Exercise tasks
1. In the passage on Bāyazīd, who first advanced the Sufi theory of fanāʾ?
2. Please mark each statement yes or no according to the passage on Bāyazīd, and quote the deciding words: (a) Tholuck proposed Hindu and Buddhist influences in 1821. (b) Massignon accepted that hypothesis in 1922. (c) Bāyazīd taught Abū ʿAlī Sendī the religious duties of Islam.

Bāyazīd was introduced to “the experience of divine oneness and the mystical realities in pure form” (al-tawḥīd wa’l-ḥaqāʾeq ṣerfan; Sarrāj, p. 177) by a certain Abū ʿAlī Sendī, his Sufi teacher (p. 325), to whom Bāyazīd in turn taught the religious duties of Islam. On the assumption that this teacher hailed from India and that some of Bāyazīd’s utterances can be compared with Hindu and Buddhist notions, a considerable controversy has developed whether possible Hindu and Buddhist influences on Sufism can be discovered in Bāyazīd’s case. In 1821 F. A. D. Tholuck proposed such influences, and his hypothesis was reaffirmed by a variety of 19th-century orientalists; it was stated categorically by R. A. Nicholson in 1916 and M. Horten in 1927 and cautiously accepted by H. Ritter in 1954. On the other hand, L. Massignon questioned this conclusion in 1922 and A. J. Arberry in 1957. In 1957 and 1960 R. C. Zaehner made an unconvincing attempt to demonstrate in detail that Bāyazīd had indeed drawn on Indian mysticism. The Sufi theory of fanāʾ (supposedly influenced by the Buddhist idea of nirvāṇa) is wrongly attributed to Bāyazīd since it was actually first advanced by Abū Saʿīd Ḵarrāz (see baqāʾ wa fanāʾ). As Arberry has shown, Bāyazīd’s notions of “the tree of oneness” and “deceit” hardly have their origin in the ideas of the cosmic tree and illusion (māyā) found in the Upanishads and in Vedantic philosophy but can be explained on the basis of Koranic imagery and Sufi language (1957, pp. 89-104). Zaehner’s attempt to link Bāyazīd’s ecstatic utterance “Glory be to me!” (Sobḥānī) and his phrase “and you shall be that” (fa-takūna anta ḏāka) respectively with “Homage, homage, to me!” (mahyam eva namo namah) and “Thou art That” (tat tvam asi) in the Upanishads rests on questionable arguments (cf. ʿAbdur Rabb, pp. 185-211).

Given entries
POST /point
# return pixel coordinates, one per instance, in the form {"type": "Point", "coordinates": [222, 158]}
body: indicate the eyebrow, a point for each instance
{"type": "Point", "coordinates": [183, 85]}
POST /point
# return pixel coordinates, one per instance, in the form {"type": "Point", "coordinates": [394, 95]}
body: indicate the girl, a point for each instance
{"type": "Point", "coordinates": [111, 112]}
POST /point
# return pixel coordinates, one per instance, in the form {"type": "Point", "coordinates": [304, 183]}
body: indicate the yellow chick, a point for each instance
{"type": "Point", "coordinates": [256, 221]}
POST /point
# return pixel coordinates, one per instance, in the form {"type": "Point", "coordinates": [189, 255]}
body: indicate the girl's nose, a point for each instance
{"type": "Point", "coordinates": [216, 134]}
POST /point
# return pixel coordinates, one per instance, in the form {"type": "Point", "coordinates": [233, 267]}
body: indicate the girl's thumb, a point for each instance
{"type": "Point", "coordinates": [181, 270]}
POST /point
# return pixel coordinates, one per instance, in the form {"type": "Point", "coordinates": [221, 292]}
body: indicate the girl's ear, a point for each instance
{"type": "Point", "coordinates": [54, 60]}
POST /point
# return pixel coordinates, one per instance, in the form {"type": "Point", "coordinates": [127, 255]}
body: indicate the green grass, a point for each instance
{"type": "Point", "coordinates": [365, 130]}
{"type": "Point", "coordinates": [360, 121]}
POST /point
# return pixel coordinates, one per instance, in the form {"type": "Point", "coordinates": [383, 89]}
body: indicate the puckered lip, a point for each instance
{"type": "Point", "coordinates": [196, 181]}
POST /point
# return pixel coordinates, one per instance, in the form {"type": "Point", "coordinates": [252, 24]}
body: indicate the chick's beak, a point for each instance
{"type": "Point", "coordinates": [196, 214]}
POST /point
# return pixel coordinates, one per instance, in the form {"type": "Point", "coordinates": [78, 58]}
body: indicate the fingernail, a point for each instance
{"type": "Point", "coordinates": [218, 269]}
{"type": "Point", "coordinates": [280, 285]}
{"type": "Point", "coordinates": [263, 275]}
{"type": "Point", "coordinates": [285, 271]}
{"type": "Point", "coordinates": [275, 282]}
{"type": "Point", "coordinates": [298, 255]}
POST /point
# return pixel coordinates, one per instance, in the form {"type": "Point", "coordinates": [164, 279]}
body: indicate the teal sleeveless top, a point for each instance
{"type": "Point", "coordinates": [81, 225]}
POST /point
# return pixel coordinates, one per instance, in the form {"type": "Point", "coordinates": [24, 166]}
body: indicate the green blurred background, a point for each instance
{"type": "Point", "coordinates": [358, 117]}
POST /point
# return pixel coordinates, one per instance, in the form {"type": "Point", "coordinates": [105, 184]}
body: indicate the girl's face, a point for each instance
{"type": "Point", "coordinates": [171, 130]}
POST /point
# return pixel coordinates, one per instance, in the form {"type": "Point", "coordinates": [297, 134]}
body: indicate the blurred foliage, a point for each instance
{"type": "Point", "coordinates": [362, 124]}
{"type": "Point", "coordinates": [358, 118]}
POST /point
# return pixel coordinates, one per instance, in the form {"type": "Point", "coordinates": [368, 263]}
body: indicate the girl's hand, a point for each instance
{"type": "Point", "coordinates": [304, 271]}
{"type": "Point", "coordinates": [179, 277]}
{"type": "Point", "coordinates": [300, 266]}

Answer list
1. Abū Saʿīd Ḵarrāz

2.
(a) Yes: "In 1821 F. A. D. Tholuck proposed such influences"
(b) No: "L. Massignon questioned this conclusion in 1922"
(c) Yes: "to whom Bāyazīd in turn taught the religious duties of Islam"